(Exercise prompt)
Print the following lines verbatim, leaving out the pictures.
** Opening Input data block **
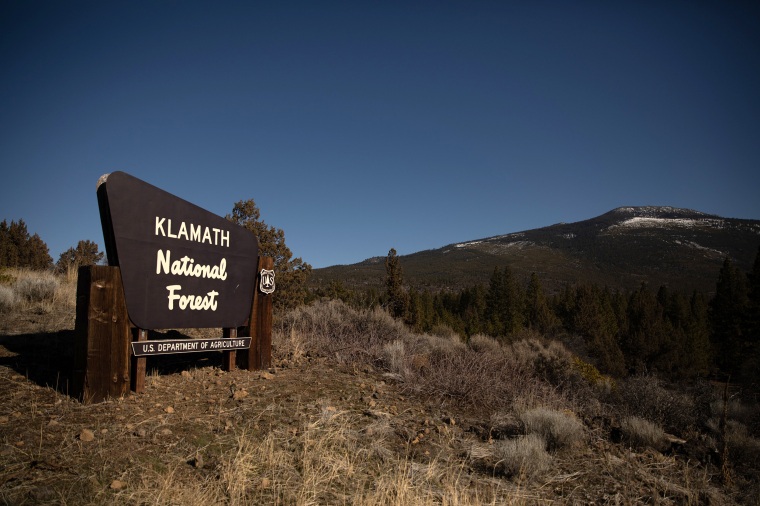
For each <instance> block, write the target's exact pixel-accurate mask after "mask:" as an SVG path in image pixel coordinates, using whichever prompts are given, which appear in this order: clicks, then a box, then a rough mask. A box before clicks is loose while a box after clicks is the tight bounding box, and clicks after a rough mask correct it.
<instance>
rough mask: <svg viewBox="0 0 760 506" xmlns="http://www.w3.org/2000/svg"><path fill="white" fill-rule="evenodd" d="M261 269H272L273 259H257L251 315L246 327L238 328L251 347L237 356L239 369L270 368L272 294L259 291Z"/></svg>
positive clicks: (266, 368) (255, 368)
mask: <svg viewBox="0 0 760 506" xmlns="http://www.w3.org/2000/svg"><path fill="white" fill-rule="evenodd" d="M262 269H267V270H272V269H274V259H273V258H270V257H259V265H258V269H257V270H256V272H257V275H256V284H255V286H254V290H253V303H252V304H251V315H250V316H249V318H248V325H246V326H245V327H241V328H240V333H241V334H242V335H244V336H251V347H250V348H249V349H248V353H240V354H239V355H238V356H239V357H240V360H239V366H240V368H241V369H248V370H256V369H268V368H270V367H271V366H272V294H266V293H263V292H262V291H261V290H259V283H260V282H261V270H262Z"/></svg>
** Closing Input data block **
(Written response)
For each <instance> block, write the target's exact pixel-accurate mask after "mask:" as an SVG path in image pixel coordinates, using whichever prompts are given, which appear in this order: clicks, then a box, then a rough mask. A box before clicks is loose while a box after clicks is the tight bounding box, and clicks after a rough mask correct it.
<instance>
rough mask: <svg viewBox="0 0 760 506" xmlns="http://www.w3.org/2000/svg"><path fill="white" fill-rule="evenodd" d="M261 269H272L273 259H257L251 315L246 327L238 328L251 347L237 356L239 369L270 368L272 294L259 291Z"/></svg>
positive clicks: (266, 368) (255, 368)
mask: <svg viewBox="0 0 760 506" xmlns="http://www.w3.org/2000/svg"><path fill="white" fill-rule="evenodd" d="M262 269H267V270H272V269H274V259H273V258H270V257H259V265H258V269H257V270H256V272H257V275H256V284H255V286H254V290H253V303H252V304H251V315H250V316H249V318H248V325H246V326H245V327H241V328H240V333H241V334H242V335H244V336H251V347H250V348H249V349H248V353H240V354H239V355H238V356H239V357H240V360H239V366H240V368H241V369H248V370H256V369H268V368H270V367H271V366H272V294H266V293H263V292H262V291H261V290H259V283H260V282H261V270H262Z"/></svg>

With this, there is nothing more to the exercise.